** What you are asked to do **
Lines from the records below that contain the word "query" are to be copied out.

==========

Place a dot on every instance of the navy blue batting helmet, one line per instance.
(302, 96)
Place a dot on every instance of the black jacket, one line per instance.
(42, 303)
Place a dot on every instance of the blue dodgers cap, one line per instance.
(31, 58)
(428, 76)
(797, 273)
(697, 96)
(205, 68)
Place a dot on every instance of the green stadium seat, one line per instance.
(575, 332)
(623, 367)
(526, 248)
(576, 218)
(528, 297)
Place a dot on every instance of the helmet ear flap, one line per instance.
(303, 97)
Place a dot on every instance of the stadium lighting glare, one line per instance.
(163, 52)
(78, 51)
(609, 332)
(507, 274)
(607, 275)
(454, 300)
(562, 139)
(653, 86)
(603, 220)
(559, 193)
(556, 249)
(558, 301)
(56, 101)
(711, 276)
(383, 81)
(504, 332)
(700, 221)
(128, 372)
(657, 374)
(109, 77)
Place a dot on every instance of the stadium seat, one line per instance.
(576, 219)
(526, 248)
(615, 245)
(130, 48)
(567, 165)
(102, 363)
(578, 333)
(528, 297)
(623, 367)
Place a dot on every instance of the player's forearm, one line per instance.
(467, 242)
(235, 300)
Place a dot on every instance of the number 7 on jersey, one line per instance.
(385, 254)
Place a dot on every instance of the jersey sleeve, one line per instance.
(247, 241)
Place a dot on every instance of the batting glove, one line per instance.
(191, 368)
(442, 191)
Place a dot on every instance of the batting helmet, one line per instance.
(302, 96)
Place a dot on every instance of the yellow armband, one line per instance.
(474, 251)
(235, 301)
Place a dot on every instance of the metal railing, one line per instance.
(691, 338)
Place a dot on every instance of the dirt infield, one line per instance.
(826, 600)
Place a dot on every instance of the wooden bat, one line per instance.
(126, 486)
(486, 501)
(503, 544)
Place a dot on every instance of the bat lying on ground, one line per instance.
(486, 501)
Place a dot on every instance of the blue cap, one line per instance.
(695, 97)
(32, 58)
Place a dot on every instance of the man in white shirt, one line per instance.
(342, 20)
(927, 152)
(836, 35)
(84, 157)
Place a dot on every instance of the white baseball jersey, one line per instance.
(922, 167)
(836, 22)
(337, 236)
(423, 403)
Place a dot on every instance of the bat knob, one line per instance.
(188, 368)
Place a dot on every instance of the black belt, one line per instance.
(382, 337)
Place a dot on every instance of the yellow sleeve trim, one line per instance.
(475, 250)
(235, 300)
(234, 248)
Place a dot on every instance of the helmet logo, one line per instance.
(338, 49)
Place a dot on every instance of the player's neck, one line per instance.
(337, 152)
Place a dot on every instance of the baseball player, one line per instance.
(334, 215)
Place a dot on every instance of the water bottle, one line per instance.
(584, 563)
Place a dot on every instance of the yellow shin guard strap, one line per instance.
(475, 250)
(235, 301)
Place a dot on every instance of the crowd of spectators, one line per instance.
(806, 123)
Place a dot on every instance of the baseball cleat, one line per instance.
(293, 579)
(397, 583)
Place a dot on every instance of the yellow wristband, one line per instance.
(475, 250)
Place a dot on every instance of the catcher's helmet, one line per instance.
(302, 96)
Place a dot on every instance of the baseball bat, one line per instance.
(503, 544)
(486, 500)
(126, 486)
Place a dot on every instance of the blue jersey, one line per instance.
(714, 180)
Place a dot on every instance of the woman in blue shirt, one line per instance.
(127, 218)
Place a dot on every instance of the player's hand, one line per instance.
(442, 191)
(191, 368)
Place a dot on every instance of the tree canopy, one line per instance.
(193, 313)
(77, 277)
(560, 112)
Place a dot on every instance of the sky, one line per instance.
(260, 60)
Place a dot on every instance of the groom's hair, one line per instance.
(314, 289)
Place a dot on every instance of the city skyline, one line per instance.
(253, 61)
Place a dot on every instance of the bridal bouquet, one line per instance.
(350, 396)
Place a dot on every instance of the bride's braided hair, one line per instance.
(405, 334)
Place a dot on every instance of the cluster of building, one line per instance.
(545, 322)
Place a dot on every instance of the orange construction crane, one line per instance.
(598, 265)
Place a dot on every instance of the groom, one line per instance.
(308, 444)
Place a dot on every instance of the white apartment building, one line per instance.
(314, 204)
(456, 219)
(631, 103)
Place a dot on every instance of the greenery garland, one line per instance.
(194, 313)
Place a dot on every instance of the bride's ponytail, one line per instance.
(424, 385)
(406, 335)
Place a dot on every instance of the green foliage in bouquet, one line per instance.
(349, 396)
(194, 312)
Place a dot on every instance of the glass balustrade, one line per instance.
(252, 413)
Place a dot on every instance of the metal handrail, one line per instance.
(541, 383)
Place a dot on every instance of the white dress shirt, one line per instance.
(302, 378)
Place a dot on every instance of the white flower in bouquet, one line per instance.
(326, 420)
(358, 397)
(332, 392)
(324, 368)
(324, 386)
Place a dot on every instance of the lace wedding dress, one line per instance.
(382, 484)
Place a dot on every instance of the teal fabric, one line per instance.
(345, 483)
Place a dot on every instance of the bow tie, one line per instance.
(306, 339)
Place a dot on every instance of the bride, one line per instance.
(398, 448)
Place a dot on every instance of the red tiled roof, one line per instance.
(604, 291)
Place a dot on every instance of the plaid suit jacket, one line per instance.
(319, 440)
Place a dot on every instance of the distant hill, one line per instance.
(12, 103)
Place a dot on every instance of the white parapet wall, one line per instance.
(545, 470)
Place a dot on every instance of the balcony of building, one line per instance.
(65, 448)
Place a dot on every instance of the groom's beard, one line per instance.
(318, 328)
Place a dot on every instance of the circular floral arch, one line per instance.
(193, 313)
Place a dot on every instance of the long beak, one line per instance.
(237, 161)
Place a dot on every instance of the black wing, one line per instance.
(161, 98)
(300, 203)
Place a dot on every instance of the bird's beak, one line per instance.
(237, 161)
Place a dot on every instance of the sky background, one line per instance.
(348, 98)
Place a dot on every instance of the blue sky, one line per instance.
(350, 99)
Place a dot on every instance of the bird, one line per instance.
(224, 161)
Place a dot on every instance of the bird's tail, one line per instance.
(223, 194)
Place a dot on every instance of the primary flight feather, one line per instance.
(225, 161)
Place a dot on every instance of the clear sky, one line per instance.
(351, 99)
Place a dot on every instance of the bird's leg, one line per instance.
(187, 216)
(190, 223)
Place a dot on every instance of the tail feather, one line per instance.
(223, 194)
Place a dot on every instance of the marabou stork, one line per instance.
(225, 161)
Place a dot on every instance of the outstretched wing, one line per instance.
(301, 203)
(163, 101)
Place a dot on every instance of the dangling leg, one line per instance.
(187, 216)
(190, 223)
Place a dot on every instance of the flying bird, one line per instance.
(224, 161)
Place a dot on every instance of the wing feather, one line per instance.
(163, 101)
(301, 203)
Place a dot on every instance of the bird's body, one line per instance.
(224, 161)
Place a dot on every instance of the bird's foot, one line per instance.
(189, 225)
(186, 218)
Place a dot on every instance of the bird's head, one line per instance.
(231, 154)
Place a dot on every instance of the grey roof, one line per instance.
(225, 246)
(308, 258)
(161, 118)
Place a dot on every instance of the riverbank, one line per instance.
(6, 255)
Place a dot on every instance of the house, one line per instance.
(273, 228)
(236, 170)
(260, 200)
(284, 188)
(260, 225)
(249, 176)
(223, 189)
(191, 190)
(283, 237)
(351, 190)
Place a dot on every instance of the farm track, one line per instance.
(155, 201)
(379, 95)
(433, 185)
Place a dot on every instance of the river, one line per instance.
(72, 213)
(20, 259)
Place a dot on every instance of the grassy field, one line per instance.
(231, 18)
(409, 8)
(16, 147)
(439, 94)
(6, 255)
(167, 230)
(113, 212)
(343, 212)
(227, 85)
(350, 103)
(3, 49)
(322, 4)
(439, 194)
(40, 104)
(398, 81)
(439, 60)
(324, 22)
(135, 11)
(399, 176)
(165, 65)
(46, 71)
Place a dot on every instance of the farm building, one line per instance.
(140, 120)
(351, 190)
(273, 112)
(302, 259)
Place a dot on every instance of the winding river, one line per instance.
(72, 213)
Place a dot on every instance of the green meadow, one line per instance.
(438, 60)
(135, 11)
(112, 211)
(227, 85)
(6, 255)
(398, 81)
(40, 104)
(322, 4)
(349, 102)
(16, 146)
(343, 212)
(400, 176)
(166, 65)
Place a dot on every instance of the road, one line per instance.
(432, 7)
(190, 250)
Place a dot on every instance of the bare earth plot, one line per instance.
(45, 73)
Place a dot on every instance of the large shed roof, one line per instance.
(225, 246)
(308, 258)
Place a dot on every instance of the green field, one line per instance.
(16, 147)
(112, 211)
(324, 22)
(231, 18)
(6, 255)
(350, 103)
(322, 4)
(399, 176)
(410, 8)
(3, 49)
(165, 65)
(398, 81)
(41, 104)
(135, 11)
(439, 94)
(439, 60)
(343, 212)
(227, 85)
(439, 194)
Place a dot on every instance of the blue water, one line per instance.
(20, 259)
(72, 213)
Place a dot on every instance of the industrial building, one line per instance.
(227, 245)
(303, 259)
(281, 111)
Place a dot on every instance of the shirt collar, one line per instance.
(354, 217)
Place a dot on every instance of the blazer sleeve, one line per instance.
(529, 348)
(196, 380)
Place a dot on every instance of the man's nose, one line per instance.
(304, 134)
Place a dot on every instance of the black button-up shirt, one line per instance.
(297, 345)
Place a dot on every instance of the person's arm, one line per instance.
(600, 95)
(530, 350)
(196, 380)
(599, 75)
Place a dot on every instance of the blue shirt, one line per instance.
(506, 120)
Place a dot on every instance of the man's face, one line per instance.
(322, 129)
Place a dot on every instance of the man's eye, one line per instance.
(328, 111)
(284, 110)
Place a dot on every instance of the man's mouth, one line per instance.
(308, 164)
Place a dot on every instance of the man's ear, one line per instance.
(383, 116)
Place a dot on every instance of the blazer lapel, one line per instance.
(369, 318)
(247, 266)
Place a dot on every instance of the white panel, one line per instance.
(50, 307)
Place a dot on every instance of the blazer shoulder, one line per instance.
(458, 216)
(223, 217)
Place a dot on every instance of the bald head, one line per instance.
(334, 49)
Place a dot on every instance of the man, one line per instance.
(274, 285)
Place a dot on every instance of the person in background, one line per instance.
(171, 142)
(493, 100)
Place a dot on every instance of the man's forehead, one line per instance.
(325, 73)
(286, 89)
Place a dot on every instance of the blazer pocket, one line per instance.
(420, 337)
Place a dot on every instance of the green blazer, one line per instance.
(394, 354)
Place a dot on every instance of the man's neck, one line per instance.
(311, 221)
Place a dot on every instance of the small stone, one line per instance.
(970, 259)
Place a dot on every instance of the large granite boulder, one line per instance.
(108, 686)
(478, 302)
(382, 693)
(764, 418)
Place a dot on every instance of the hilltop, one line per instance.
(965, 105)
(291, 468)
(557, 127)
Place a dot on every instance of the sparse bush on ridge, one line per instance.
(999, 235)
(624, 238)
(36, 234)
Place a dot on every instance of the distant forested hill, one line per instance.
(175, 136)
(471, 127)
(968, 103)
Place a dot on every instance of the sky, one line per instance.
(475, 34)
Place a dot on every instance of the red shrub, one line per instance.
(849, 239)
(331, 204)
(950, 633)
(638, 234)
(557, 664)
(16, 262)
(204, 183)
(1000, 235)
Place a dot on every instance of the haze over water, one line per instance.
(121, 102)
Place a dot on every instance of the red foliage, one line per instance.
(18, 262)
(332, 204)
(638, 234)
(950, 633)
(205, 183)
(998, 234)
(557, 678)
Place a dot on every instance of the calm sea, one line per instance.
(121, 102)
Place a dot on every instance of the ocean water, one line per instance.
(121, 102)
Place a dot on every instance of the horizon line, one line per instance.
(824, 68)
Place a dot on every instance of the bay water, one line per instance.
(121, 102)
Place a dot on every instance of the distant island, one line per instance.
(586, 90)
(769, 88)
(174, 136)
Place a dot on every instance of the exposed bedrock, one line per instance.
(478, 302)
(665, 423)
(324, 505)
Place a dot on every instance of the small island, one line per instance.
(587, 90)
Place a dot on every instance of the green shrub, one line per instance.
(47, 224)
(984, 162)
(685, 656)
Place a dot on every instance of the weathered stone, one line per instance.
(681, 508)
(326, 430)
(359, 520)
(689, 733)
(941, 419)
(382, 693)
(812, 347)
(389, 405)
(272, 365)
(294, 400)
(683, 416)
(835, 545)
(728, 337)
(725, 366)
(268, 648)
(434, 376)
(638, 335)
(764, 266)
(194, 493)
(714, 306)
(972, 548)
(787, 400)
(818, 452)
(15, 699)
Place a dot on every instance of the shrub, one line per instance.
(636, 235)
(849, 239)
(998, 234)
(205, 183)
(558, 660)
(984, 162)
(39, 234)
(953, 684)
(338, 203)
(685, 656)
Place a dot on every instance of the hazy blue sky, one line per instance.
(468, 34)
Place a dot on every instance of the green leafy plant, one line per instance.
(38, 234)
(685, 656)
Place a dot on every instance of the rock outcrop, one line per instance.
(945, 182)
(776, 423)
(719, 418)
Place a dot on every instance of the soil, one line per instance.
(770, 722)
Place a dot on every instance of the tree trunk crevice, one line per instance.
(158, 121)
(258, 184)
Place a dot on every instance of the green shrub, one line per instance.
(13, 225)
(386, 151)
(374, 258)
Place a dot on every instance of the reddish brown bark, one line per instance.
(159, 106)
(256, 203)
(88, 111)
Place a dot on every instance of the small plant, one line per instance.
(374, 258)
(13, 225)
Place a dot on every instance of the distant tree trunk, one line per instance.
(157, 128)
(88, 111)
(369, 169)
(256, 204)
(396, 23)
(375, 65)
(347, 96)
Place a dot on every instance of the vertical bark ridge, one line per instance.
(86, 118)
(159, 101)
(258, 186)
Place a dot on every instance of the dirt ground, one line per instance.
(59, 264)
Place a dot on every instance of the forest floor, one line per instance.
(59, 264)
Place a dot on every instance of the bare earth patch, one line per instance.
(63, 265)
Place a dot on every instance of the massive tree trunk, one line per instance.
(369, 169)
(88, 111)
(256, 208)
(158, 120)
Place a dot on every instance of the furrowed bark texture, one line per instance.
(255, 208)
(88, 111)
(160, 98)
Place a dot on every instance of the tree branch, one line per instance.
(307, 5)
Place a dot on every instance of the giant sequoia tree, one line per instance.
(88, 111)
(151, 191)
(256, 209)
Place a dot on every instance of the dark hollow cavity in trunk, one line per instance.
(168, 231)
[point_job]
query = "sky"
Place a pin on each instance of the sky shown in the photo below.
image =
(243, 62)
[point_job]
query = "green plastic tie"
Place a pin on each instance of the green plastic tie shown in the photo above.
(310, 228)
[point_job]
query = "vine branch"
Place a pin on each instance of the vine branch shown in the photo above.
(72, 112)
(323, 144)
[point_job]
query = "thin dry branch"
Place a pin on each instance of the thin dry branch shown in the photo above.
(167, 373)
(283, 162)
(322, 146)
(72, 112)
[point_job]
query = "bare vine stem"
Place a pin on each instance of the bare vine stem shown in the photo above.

==========

** Exercise response **
query = "sky"
query = "green plastic tie"
query = "vine branch"
query = "thin dry branch"
query = "bare vine stem"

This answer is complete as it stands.